THE TASK: For every line in the listing below that contains the word "airplane", add one to the tally. State the final number and nothing else.

EXERCISE DATA:

= = = =

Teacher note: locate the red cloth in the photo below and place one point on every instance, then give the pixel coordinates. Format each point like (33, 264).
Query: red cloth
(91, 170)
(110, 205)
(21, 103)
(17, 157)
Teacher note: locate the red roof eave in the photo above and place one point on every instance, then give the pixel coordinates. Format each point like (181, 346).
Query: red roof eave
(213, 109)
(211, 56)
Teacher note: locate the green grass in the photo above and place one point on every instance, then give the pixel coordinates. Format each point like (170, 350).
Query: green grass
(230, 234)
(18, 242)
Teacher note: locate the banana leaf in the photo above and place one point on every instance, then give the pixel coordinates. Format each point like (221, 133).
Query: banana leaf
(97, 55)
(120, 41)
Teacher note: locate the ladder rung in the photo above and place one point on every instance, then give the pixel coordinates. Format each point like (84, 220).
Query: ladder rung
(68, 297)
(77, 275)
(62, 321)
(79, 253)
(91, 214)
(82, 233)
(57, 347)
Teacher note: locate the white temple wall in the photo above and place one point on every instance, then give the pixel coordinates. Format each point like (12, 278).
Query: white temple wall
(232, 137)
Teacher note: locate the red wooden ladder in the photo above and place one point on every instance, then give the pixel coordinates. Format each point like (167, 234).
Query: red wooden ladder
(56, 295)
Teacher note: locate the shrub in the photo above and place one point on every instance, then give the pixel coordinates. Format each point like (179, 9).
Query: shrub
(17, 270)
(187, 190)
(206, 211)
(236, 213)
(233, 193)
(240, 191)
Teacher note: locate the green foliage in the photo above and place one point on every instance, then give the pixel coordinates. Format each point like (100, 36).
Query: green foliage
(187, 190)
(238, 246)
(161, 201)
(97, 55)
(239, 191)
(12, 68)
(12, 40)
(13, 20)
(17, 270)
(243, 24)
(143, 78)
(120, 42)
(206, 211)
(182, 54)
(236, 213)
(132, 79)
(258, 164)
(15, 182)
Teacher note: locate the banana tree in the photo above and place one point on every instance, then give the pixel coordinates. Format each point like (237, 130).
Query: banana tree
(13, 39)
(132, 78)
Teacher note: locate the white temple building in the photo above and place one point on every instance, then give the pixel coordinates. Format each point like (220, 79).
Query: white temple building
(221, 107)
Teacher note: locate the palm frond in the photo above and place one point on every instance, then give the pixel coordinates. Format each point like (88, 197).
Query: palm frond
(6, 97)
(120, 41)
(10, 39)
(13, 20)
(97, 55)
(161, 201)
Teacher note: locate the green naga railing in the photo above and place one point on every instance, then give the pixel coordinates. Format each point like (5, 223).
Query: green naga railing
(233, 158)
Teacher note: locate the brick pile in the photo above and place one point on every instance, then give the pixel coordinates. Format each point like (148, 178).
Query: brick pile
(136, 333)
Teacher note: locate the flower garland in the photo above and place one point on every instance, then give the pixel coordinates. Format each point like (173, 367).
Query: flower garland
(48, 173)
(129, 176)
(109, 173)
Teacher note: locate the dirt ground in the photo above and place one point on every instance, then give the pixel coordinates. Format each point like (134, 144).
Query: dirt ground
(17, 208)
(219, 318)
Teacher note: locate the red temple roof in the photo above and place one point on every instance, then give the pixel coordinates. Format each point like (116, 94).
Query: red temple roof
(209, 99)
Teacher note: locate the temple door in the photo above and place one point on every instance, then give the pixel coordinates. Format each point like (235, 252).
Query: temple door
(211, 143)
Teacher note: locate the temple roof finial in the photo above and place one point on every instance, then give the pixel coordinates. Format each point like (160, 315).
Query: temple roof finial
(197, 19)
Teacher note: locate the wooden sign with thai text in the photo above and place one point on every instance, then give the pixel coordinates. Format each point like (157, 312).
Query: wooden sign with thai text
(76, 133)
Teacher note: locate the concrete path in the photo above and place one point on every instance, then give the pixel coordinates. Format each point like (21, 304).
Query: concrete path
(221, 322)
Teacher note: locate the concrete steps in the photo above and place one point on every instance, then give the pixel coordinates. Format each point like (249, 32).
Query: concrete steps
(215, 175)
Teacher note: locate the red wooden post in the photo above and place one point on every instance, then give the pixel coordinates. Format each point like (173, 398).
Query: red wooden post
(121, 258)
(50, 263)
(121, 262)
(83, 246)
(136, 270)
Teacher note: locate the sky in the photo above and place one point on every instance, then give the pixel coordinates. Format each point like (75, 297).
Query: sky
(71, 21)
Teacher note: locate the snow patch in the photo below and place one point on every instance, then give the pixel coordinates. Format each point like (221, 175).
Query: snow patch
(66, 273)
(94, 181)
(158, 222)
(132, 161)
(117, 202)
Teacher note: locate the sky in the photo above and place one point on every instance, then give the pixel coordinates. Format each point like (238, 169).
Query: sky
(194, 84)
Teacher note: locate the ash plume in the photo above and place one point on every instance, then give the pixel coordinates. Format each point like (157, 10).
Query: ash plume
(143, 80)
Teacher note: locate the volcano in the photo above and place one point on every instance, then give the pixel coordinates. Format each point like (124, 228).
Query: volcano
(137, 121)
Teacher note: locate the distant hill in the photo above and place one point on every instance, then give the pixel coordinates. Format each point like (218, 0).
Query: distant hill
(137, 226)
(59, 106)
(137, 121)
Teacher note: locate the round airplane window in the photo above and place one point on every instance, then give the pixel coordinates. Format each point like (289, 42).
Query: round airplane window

= = = =

SOLUTION TO THE PROBLEM: 2